__Task to complete__
Could you reproduce these rows verbatim, from the line containing "Scan the image above for man's beard." up to and including the line containing "0;420;1024;484", and nothing else?

++++ Records shown

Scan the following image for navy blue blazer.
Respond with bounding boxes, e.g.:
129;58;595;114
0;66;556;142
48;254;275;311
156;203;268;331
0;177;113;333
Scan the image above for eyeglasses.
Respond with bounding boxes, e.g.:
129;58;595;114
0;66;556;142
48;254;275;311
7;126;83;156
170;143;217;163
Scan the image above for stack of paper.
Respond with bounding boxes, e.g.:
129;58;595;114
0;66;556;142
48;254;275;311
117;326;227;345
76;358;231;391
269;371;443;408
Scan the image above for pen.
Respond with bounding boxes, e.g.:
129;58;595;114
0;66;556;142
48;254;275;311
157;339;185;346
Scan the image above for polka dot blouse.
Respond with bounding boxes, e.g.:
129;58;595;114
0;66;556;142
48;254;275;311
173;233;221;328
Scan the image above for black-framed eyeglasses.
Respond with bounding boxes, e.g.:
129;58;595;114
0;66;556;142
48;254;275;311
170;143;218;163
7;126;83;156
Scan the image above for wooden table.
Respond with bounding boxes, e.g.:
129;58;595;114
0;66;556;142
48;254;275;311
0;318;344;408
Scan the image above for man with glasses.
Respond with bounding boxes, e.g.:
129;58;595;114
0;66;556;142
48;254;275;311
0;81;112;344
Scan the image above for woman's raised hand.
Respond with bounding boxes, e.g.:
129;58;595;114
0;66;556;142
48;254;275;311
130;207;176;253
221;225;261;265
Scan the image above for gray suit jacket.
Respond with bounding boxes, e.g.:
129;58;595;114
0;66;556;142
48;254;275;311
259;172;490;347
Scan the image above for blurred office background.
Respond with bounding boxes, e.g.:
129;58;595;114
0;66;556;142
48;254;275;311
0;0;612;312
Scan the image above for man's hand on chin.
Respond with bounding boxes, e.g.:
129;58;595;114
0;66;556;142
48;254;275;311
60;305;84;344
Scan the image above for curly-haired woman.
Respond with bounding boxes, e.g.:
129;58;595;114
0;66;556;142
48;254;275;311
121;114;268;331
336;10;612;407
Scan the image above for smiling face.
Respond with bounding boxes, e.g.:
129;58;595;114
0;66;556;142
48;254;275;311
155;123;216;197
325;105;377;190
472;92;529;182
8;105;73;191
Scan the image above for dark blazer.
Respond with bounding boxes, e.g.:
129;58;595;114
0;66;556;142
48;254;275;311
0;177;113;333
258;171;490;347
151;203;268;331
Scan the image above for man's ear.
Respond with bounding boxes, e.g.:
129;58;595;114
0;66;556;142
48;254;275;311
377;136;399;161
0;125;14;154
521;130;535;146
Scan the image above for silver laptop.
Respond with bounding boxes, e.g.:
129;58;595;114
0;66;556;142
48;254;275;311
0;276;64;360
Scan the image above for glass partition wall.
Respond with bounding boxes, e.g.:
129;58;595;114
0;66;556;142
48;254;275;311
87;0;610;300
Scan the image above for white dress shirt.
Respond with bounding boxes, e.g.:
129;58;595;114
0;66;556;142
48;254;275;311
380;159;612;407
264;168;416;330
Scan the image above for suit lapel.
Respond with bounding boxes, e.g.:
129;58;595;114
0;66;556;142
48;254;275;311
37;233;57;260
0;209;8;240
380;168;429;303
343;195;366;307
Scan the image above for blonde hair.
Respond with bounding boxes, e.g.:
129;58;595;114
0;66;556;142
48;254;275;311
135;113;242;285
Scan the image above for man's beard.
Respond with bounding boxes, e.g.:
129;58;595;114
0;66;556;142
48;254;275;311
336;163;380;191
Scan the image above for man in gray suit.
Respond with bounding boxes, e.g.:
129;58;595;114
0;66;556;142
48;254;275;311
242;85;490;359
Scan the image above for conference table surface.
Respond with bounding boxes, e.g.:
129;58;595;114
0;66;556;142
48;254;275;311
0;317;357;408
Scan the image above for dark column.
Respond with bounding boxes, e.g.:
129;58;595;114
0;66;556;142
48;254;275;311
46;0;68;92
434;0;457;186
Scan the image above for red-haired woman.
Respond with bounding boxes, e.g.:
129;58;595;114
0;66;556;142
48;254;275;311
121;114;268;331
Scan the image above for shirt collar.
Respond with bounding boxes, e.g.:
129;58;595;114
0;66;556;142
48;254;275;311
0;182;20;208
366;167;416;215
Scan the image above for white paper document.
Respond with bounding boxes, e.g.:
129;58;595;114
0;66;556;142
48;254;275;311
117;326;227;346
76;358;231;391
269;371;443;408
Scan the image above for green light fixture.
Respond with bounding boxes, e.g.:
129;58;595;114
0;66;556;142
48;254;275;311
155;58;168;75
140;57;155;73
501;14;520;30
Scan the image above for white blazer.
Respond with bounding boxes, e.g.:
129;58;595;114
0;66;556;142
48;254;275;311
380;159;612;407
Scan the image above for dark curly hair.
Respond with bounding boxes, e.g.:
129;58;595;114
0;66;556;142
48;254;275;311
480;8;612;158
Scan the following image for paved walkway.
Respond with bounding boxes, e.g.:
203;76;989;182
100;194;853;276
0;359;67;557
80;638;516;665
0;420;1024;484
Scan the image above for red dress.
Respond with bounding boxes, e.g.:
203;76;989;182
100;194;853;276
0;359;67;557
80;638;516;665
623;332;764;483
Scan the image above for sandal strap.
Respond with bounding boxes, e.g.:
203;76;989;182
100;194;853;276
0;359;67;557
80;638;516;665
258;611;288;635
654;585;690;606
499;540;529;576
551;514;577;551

++++++++

__Answer in full__
Scan the image above for man's beard.
Respond with bounding boxes, e.g.:
129;58;595;114
0;66;556;142
48;254;275;311
336;163;380;191
Scan the image above for man in gray suit.
Respond with bounding boxes, e.g.:
129;58;595;114
0;66;556;142
48;254;275;311
242;85;490;359
Scan the image above for conference table surface.
Respond with bounding boxes, e.g.:
129;58;595;114
0;66;556;142
48;254;275;311
0;317;357;408
Scan the image above for dark column.
Respond with bounding boxes, e.g.:
129;58;595;114
0;66;556;142
48;254;275;311
46;0;68;92
434;0;457;186
Scan the image above for red-haired woman.
Respond with bounding boxes, e.g.:
129;58;595;114
0;66;556;142
48;254;275;311
121;114;268;331
Scan the image above for shirt collar.
Respond with bounding boxes, e.g.:
129;58;595;114
0;66;556;142
48;254;275;311
0;182;20;208
366;167;416;215
Scan the image above for white paper document.
Respond with bounding boxes, e.g.:
129;58;595;114
0;66;556;142
48;254;275;311
117;326;227;346
76;358;231;391
269;371;443;408
Scan the image above for green light fixture.
Respond with bounding boxes, e.g.:
129;58;595;114
0;66;556;142
48;254;275;311
155;58;168;75
140;57;155;73
501;14;520;30
Scan the image above for white blazer.
Respond with bounding boxes, e.g.:
129;58;595;114
0;66;556;142
48;254;275;311
380;159;612;407
Scan the image above for dark curly hair.
Respond with bounding boxes, e.g.:
129;58;595;114
0;66;556;142
48;254;275;311
480;8;612;158
Scan the following image for paved walkway.
Respond with bounding boxes, e.g.:
203;76;989;182
100;194;853;276
0;359;67;557
80;638;516;665
0;420;1024;484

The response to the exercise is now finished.